Which of the lines below contain the word "outline" with matching case? Copy each one out in full.

====

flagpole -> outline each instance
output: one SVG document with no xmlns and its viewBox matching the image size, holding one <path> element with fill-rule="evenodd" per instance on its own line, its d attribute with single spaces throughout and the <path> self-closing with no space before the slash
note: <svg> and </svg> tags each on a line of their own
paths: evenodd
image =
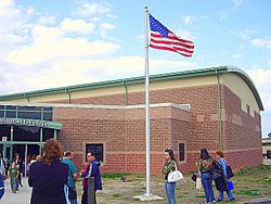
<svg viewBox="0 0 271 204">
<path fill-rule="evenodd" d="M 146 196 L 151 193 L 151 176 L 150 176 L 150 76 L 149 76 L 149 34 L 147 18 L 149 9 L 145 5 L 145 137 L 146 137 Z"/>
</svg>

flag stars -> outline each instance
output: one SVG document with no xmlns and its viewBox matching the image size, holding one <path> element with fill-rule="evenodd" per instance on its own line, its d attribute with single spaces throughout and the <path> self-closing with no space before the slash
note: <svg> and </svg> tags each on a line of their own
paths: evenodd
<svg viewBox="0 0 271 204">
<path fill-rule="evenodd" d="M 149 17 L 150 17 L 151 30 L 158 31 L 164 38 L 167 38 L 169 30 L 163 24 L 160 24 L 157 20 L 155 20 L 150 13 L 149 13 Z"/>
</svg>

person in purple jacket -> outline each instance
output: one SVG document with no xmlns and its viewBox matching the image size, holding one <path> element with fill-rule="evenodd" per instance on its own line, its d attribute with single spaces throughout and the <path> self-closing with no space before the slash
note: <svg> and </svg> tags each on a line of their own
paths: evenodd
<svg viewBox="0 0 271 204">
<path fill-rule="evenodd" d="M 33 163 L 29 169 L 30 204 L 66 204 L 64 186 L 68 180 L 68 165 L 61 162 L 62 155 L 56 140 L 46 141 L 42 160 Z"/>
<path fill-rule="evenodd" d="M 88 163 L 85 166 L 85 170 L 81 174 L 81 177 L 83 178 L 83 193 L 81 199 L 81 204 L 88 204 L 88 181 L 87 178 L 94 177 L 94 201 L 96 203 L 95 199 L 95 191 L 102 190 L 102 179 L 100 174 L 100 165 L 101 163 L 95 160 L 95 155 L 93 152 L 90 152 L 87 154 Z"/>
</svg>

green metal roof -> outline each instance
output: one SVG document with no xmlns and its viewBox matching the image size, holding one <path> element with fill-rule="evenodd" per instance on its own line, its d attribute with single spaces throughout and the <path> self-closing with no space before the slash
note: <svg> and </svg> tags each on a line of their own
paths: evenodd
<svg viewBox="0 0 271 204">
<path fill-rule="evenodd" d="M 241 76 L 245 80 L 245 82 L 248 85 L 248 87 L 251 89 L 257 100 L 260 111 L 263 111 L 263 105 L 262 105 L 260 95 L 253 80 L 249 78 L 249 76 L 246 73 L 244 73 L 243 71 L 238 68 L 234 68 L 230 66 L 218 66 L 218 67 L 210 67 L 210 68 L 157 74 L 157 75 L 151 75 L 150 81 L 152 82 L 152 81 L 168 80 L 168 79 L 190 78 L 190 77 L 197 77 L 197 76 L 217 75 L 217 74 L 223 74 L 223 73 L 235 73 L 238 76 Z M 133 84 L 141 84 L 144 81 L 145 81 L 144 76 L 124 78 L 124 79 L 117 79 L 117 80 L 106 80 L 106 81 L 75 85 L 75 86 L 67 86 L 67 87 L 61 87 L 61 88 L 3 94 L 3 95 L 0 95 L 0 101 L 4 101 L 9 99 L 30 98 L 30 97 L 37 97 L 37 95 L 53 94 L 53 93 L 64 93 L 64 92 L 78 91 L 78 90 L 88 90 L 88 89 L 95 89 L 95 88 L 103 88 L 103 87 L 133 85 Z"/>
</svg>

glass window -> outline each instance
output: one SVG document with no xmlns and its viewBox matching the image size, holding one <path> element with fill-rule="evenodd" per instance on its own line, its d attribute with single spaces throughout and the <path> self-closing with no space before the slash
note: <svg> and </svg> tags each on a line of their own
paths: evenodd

====

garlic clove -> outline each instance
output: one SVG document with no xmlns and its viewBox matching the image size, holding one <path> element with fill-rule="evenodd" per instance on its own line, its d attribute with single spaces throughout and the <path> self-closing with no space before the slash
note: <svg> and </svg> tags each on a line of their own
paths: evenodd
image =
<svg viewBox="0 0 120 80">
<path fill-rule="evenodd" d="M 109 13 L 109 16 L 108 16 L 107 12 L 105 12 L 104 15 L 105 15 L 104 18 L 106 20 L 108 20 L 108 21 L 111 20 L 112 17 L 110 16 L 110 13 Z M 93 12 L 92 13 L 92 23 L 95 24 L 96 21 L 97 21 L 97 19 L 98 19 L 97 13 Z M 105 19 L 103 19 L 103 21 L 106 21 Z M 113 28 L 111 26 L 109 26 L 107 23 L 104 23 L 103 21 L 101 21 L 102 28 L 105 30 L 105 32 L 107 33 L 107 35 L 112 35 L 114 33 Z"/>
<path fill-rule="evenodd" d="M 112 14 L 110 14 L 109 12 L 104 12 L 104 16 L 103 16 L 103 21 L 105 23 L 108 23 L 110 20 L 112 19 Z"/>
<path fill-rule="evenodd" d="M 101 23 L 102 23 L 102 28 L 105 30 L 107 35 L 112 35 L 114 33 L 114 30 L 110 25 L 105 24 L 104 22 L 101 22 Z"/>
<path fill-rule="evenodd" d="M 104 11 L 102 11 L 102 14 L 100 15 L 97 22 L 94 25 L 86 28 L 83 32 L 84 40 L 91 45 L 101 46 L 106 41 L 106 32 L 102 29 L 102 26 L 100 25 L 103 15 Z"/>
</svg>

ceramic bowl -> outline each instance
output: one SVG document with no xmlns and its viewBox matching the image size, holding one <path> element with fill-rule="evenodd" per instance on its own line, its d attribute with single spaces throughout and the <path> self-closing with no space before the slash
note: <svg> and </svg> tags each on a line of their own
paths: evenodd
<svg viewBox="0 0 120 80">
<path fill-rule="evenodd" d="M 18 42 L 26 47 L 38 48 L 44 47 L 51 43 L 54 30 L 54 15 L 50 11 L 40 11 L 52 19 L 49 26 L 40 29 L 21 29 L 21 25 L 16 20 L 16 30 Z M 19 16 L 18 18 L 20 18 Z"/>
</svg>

====

Exercise solution:
flagpole -> outline each instance
flag stars -> outline each instance
person in purple jacket -> outline each instance
green metal roof -> outline each instance
glass window -> outline each instance
garlic clove -> outline each instance
ceramic bowl -> outline each instance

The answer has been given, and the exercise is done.